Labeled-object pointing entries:
——————

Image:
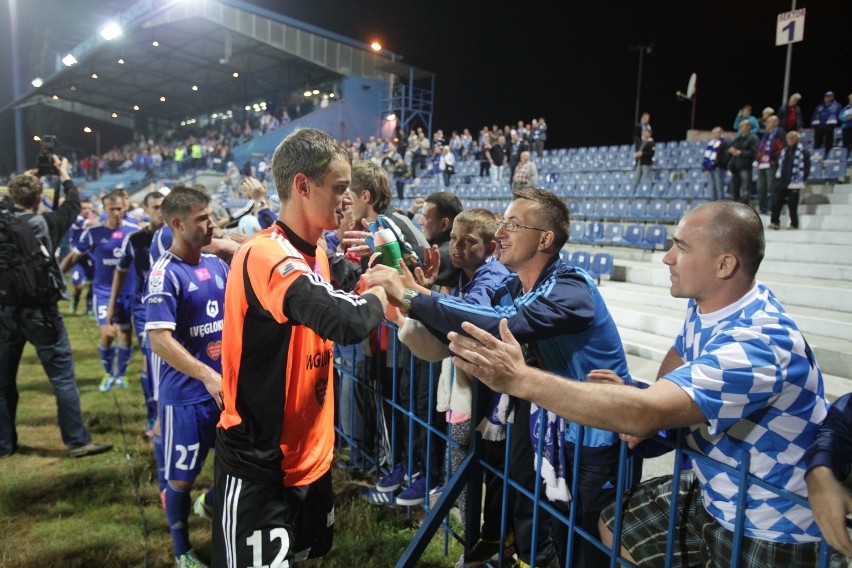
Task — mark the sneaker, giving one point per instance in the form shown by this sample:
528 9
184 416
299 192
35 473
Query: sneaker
376 497
415 493
201 508
89 449
485 551
149 428
106 383
189 560
395 479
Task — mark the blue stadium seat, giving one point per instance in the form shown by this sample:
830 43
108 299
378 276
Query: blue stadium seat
655 237
573 207
601 266
578 232
675 209
587 209
613 234
621 208
580 259
656 209
634 234
603 209
594 232
638 210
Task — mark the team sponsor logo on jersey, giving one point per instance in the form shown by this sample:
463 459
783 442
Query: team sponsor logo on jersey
320 388
214 350
318 359
155 280
287 267
212 307
204 329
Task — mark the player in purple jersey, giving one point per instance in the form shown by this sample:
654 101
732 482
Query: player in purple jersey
103 243
184 300
83 270
135 253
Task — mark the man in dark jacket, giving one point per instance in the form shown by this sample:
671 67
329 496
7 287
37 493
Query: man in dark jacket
794 167
743 150
42 326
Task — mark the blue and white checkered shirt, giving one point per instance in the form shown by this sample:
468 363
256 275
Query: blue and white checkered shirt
751 372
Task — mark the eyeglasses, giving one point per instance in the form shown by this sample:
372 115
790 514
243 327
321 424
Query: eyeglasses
512 227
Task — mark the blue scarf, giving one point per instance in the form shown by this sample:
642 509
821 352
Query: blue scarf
709 161
797 176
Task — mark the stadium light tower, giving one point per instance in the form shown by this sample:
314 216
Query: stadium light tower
89 130
642 49
111 31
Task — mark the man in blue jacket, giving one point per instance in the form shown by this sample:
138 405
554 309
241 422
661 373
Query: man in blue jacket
559 316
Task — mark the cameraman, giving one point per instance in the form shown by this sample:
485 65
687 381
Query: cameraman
42 326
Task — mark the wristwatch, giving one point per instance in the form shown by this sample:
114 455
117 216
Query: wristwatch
407 296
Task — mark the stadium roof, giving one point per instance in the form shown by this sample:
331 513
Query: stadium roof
179 59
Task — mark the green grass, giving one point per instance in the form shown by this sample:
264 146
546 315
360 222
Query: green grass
105 511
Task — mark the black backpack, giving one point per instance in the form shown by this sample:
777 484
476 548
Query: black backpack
29 275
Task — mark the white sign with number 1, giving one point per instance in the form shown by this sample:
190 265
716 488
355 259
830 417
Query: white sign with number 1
790 27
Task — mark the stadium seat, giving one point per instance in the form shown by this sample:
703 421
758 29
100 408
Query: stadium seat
578 232
601 266
613 234
580 259
634 234
656 209
675 209
638 210
655 237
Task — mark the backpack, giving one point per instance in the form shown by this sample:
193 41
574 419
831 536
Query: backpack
29 275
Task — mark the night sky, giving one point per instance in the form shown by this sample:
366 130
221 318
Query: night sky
571 62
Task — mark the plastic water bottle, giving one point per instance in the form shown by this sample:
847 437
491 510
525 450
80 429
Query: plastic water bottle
386 243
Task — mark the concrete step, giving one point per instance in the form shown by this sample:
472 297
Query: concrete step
825 286
649 332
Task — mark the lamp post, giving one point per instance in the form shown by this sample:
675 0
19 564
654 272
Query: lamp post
88 130
642 49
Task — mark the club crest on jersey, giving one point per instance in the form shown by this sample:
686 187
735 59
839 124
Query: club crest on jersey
155 280
214 350
212 308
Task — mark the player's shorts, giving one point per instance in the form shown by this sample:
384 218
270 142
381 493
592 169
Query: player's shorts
137 315
699 539
189 432
267 524
123 307
82 271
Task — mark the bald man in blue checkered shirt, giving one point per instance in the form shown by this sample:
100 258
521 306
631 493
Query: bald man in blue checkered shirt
740 378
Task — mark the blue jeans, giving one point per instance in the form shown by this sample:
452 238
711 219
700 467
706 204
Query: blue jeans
45 329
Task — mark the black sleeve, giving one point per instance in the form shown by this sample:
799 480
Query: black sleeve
59 221
344 274
332 314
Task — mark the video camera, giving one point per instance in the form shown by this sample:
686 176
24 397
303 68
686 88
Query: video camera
45 164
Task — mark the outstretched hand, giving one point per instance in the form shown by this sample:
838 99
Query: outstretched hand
427 275
496 362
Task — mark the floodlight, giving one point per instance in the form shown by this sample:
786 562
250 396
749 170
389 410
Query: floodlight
111 31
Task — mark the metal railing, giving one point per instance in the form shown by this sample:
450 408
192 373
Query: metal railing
373 445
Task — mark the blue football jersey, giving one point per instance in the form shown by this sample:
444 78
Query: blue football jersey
189 300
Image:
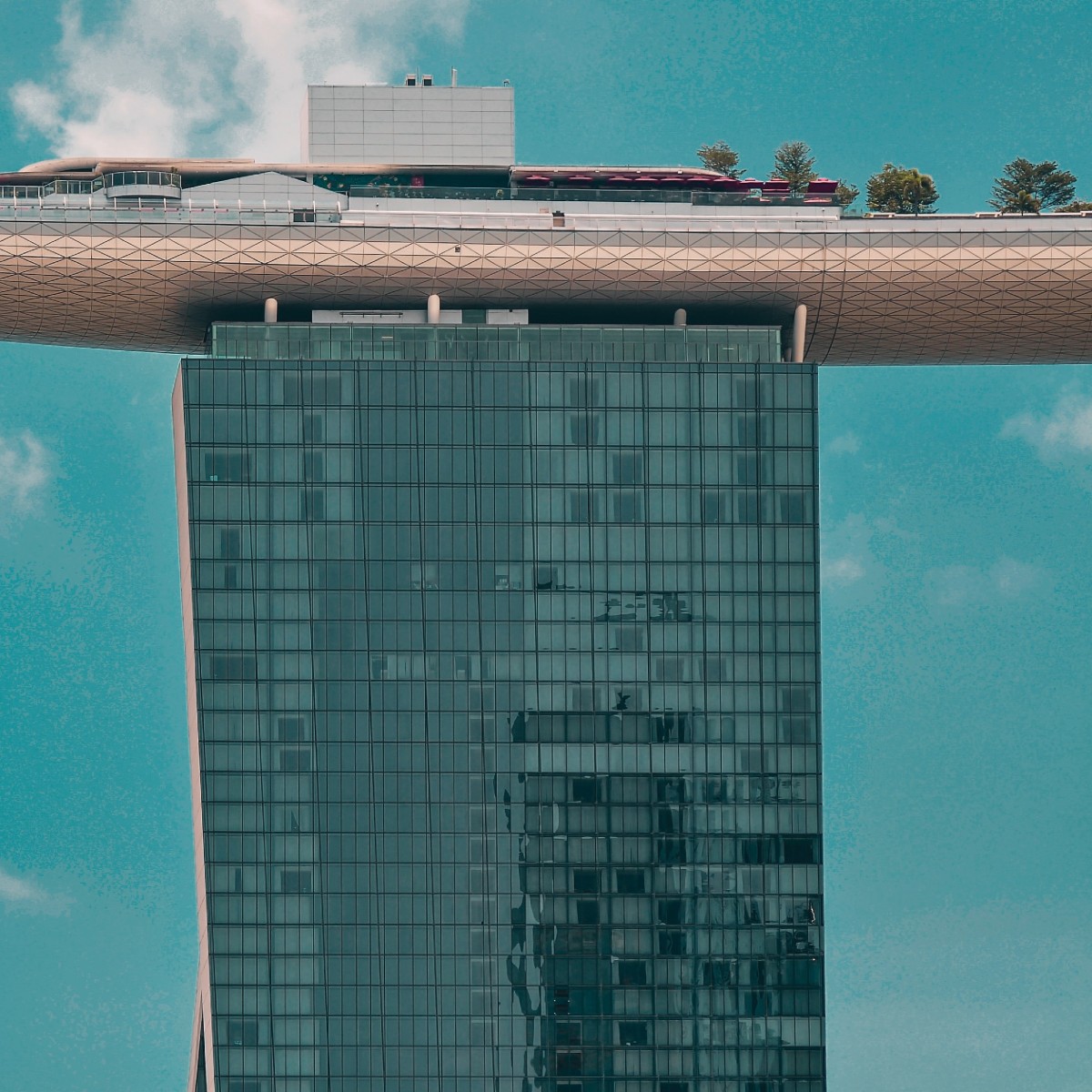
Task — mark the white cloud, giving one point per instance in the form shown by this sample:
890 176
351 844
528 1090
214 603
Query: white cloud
216 76
25 470
849 556
1065 430
844 571
966 585
844 445
25 895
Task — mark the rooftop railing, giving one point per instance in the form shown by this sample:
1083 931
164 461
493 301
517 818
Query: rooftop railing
742 194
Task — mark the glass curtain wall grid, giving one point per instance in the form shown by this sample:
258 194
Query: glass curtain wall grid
507 677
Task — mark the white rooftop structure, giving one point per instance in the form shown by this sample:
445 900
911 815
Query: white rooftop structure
415 124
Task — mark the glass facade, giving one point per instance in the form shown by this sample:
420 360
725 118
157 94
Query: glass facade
507 687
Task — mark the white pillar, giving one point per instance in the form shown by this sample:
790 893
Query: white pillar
800 329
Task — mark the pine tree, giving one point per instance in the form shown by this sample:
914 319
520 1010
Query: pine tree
721 158
845 195
901 189
795 164
1032 187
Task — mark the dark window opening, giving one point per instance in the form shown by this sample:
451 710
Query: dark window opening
671 912
588 912
585 790
585 882
243 1032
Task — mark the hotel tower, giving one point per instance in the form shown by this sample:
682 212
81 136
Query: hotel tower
497 492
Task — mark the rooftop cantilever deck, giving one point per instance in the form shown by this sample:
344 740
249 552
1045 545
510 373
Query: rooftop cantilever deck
120 267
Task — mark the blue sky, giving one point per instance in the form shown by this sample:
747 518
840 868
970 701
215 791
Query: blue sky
956 506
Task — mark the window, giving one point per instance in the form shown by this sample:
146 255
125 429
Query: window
296 880
580 506
228 467
588 912
671 911
672 943
626 506
233 667
715 507
312 503
801 851
315 467
627 470
746 468
633 1033
569 1064
671 729
585 790
585 882
290 730
295 760
230 543
568 1033
314 429
243 1032
718 975
583 429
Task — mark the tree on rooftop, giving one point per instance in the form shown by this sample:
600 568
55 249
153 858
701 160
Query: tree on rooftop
901 189
721 158
846 194
794 163
1032 187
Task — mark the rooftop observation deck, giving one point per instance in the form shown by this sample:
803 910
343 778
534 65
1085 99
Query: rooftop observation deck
148 255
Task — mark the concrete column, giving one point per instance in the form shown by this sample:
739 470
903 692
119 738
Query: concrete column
800 330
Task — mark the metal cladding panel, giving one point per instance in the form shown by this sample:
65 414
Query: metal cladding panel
874 295
436 126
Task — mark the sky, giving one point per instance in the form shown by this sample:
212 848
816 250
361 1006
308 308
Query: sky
956 508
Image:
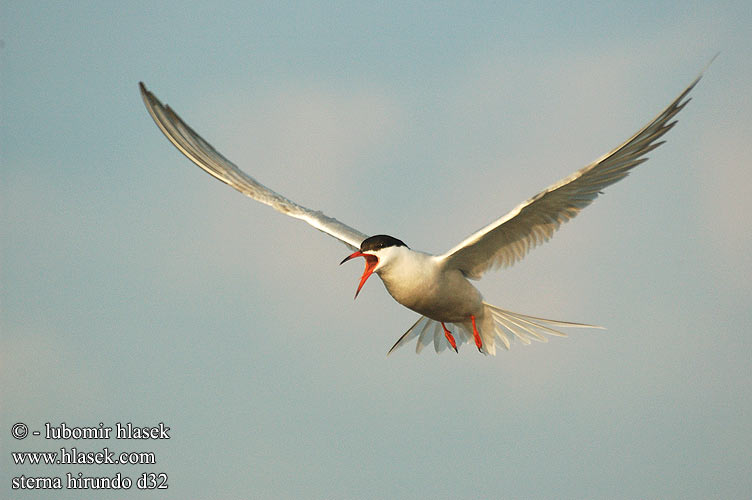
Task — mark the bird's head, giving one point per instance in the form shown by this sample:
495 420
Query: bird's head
377 251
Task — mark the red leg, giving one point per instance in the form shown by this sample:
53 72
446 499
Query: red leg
476 335
449 337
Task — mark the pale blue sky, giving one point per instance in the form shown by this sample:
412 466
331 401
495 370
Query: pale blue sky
136 288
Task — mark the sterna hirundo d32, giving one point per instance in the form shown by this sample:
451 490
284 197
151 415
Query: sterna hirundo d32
438 287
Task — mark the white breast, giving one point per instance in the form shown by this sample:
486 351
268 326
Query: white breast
419 282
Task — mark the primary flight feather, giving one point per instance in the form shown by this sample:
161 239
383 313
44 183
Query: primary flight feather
438 286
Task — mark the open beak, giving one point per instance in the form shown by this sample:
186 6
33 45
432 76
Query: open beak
371 263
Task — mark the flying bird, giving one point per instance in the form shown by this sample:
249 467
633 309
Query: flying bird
438 287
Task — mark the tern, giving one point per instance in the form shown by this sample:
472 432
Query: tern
438 287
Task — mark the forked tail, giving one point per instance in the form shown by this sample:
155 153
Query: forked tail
504 326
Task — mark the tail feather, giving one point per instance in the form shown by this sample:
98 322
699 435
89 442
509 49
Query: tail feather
506 326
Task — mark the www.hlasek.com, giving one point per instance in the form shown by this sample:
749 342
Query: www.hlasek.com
102 456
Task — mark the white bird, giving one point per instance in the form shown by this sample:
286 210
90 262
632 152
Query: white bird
437 286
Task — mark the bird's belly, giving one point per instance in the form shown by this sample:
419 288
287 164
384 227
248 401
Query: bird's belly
452 299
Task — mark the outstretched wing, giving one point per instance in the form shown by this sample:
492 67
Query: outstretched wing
205 156
508 239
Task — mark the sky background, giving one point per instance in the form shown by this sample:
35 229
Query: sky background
135 288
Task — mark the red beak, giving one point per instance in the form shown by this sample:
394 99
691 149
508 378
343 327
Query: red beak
371 262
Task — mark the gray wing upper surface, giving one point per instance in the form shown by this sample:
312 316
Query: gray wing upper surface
508 239
209 159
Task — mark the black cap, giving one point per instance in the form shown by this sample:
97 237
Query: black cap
380 241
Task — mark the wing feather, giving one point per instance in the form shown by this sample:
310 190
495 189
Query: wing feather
209 159
510 238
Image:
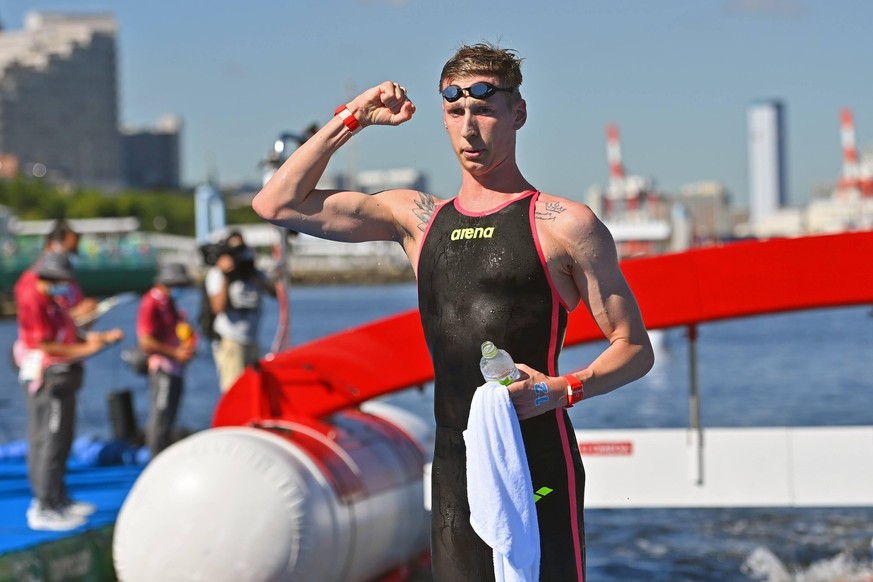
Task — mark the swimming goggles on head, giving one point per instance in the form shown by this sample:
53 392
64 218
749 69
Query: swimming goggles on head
480 90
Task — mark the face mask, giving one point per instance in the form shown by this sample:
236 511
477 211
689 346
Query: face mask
59 290
176 293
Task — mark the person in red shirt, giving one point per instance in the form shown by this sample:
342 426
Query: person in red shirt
167 339
62 239
49 353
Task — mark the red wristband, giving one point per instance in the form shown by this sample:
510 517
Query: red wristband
575 391
348 119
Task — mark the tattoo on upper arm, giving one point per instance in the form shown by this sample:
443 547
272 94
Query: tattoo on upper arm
550 212
424 209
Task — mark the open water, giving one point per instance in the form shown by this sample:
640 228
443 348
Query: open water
802 369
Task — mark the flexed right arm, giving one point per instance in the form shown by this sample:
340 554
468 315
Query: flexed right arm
290 199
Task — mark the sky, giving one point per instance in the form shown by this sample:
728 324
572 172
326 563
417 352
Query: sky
675 76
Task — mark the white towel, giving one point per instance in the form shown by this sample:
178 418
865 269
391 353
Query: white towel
499 488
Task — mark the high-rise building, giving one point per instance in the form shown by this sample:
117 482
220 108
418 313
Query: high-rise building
767 174
151 156
58 98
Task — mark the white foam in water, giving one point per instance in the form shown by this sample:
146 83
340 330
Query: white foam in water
765 566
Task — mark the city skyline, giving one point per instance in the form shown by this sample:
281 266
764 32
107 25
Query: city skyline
677 81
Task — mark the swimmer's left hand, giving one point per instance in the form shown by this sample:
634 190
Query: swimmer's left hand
535 393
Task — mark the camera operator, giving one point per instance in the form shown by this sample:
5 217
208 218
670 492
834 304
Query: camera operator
234 287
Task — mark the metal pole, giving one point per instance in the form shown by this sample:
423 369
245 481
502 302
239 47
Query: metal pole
696 432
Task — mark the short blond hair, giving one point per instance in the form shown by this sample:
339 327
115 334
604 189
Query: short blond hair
484 59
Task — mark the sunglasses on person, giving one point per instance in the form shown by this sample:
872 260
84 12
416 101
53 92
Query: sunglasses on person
480 90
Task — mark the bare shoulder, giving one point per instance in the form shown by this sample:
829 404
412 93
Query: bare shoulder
566 219
412 209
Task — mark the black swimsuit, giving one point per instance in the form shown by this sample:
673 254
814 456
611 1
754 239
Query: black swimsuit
482 276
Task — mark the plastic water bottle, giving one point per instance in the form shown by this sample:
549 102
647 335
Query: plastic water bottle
497 365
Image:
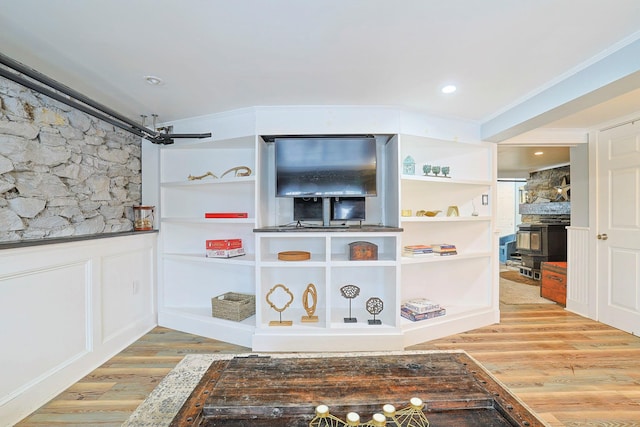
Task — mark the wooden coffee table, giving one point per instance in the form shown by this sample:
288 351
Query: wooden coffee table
283 391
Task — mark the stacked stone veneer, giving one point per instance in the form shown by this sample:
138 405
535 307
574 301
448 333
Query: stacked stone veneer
542 195
62 172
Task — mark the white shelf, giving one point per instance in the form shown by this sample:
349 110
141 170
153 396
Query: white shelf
190 220
444 218
446 258
445 181
199 184
188 279
453 313
204 314
248 259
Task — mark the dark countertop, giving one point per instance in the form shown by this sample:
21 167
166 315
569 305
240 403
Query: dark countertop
16 244
321 229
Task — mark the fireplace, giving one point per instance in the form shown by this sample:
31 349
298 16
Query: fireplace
540 242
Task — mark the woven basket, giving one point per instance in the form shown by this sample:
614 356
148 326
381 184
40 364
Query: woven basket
233 306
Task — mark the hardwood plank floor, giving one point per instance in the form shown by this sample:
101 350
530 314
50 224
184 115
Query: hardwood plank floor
571 370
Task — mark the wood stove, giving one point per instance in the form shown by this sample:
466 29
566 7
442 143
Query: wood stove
540 242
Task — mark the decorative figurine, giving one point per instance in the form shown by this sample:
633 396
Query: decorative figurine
283 307
309 301
374 307
409 166
350 292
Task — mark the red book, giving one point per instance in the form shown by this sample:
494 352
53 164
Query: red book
225 244
226 215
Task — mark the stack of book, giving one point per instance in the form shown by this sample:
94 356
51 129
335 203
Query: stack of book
226 248
421 309
444 249
417 250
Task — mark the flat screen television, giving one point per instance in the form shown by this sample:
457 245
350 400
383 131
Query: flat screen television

——————

# Required work:
Print exactly the lines from the one with "Task — mark the white shelf, giving" through the end of the data, inclusive.

# Answer for the task:
Task — mark the white shelf, giving one point per instance in the form shown by this sample:
349 110
141 170
153 396
Query: white shelf
190 220
444 218
446 258
445 181
199 184
188 279
453 313
204 314
248 259
Task — mark the dark countertop, giving one point per instance in the form shown by this sample:
21 167
166 315
569 305
240 403
Query: dark countertop
16 244
321 229
Task — mark the fireplace, giving one point per instance in the form shown by this sample:
31 349
298 16
Query: fireplace
540 242
Task — mark the woven basket, giving one point per instance in the form shown by this sample:
614 356
148 326
381 184
40 364
Query: woven basket
233 306
Task — mark the hardwood plank floor, giving one point per instance in the form shown by this sample:
101 350
530 314
50 224
184 115
Query: hardwood plank floor
571 370
Task — mark the wood stove, giving one point per instance in the form shown by this sample:
466 29
566 7
442 143
Query: wood stove
540 242
Task — mark the decorative figurine, giving one point per instance in the form shown by this sample:
633 396
Query: decorative figurine
283 307
309 301
374 307
409 166
350 292
Task — mark the red book, giving one point per instance in the form shown by this sample:
494 352
53 164
Query: red book
225 244
226 215
Task — mark the stack of book, giving one point per instance in the form shown by this sample:
94 356
51 129
335 203
Query: stack of book
226 248
421 309
444 249
417 250
Task — mark the flat screen television, giving one point per instance in the form shown by this sample:
457 245
350 400
383 131
Query: flat screen television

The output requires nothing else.